What you have to do => In full and without alteration, output each record given here.

*** Opening of Input records ***

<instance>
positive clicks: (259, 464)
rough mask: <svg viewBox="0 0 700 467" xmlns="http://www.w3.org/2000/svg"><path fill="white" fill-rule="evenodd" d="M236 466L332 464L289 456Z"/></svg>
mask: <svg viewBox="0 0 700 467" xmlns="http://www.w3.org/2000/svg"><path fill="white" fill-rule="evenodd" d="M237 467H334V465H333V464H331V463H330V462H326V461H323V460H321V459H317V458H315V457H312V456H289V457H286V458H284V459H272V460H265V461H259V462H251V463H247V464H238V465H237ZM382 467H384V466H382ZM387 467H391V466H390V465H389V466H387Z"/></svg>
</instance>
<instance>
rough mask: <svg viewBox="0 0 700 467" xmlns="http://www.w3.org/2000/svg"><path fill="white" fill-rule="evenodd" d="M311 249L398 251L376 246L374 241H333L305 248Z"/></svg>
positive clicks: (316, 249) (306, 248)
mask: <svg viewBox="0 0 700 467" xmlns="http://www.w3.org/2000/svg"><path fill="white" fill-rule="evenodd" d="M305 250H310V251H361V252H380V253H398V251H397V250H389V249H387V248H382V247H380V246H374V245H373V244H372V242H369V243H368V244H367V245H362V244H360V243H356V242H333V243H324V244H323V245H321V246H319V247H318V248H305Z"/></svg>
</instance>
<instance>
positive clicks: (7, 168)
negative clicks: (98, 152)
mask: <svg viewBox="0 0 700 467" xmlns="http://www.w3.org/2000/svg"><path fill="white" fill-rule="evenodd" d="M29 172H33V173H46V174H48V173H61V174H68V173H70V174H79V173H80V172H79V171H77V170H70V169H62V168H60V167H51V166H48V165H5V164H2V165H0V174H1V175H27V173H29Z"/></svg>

*** Close of Input records ***

Result for this exercise =>
<instance>
positive clicks: (259, 464)
rough mask: <svg viewBox="0 0 700 467" xmlns="http://www.w3.org/2000/svg"><path fill="white" fill-rule="evenodd" d="M236 466L332 464L289 456Z"/></svg>
mask: <svg viewBox="0 0 700 467" xmlns="http://www.w3.org/2000/svg"><path fill="white" fill-rule="evenodd" d="M237 467H334V465H333V464H331V463H330V462H326V461H323V460H321V459H317V458H315V457H312V456H289V457H286V458H284V459H272V460H265V461H259V462H251V463H247V464H238V465H237ZM382 467H384V466H382ZM387 467H391V466H390V465H389V466H387Z"/></svg>
</instance>
<instance>
rough mask: <svg viewBox="0 0 700 467" xmlns="http://www.w3.org/2000/svg"><path fill="white" fill-rule="evenodd" d="M311 249L398 251L376 246L374 241H333L305 248Z"/></svg>
positive clicks: (316, 249) (306, 248)
mask: <svg viewBox="0 0 700 467" xmlns="http://www.w3.org/2000/svg"><path fill="white" fill-rule="evenodd" d="M305 250H310V251H361V252H380V253H398V251H397V250H389V249H387V248H382V247H380V246H374V245H373V244H372V242H369V243H368V244H367V245H362V244H360V243H356V242H333V243H324V244H323V245H321V246H319V247H318V248H305Z"/></svg>
</instance>
<instance>
positive clicks: (7, 168)
negative clicks: (98, 152)
mask: <svg viewBox="0 0 700 467" xmlns="http://www.w3.org/2000/svg"><path fill="white" fill-rule="evenodd" d="M29 172H33V173H46V174H48V173H61V174H68V173H70V174H79V173H80V172H79V171H77V170H70V169H62V168H60V167H51V166H48V165H5V164H2V165H0V174H1V175H27V173H29Z"/></svg>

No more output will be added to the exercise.